Farmer’s Market Saturday— the radish
I wish I liked radishes. Actually, let me rephrase — I wish I liked to eat radishes. Other than the taste, I do like radishes. (I really haven’t met a vegetable I dislike. Let’s just say I like some better than others.) As I write this post, I’m realizing that I have a strong ambivalence towards radishes. In all their beautiful, multicolored glory, they represent Spring and the beginning of the farmer’s market season, which I love. Each May, without fail, they greet us as sentries standing guard at every farmer’s booth. And they really are beautiful— brightly-colored crimson, soft ivory, and magnificent purple globes nesting in their own haven of densely-colored, green leaves. I am always attracted to them. They look so seductive. They are almost irresistible. Almost.

> **Work instructions**:
1. In the radish post, in which month do radishes greet shoppers at the farmer's market?
2. Translate this sentence from the radish post into Spanish: "I am always attracted to them."
3. Please write out the stretch of the radish post from "Farmer’s Market Saturday—" through "almost irresistible. Almost.".
Answer using only the radish post.

Recorded data:
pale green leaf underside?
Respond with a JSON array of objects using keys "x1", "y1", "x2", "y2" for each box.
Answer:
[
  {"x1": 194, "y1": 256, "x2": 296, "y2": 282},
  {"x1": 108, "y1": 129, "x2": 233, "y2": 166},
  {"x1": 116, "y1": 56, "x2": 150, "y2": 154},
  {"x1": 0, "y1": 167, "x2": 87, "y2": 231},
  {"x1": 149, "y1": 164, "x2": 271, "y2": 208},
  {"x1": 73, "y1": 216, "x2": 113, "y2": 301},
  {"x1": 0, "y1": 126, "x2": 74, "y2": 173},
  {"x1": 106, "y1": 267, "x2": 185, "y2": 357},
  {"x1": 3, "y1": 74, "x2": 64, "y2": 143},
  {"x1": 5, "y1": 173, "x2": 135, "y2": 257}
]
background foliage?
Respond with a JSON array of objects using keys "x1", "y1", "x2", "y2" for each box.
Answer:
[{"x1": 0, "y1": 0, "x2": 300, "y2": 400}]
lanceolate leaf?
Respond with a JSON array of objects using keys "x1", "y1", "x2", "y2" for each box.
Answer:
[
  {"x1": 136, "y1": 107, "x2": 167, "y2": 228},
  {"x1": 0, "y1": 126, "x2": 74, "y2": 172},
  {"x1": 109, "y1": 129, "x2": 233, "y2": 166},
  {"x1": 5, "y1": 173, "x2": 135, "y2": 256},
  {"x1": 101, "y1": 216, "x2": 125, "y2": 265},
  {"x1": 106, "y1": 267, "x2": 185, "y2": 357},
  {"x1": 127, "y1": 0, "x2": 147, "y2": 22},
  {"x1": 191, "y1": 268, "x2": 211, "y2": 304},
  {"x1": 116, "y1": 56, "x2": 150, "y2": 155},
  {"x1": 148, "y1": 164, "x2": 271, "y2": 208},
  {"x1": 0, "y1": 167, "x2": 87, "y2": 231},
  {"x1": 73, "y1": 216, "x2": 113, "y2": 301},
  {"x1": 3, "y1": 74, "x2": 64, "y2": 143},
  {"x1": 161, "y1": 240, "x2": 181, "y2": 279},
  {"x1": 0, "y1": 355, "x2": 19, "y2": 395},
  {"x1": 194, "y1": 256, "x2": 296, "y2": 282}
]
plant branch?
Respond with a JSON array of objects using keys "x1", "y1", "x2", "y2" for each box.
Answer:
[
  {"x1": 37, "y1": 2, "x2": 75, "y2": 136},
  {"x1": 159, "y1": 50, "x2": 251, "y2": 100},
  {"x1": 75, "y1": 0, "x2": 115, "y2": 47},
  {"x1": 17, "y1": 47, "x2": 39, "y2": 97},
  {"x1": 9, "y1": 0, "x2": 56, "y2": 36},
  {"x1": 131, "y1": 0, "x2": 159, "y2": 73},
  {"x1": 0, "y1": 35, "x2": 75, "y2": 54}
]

> **Task solutions**:
1. May

2. Siempre me atraen.

3.
Farmer’s Market Saturday— the radish
I wish I liked radishes. Actually, let me rephrase — I wish I liked to eat radishes. Other than the taste, I do like radishes. (I really haven’t met a vegetable I dislike. Let’s just say I like some better than others.) As I write this post, I’m realizing that I have a strong ambivalence towards radishes. In all their beautiful, multicolored glory, they represent Spring and the beginning of the farmer’s market season, which I love. Each May, without fail, they greet us as sentries standing guard at every farmer’s booth. And they really are beautiful— brightly-colored crimson, soft ivory, and magnificent purple globes nesting in their own haven of densely-colored, green leaves. I am always attracted to them. They look so seductive. They are almost irresistible. Almost.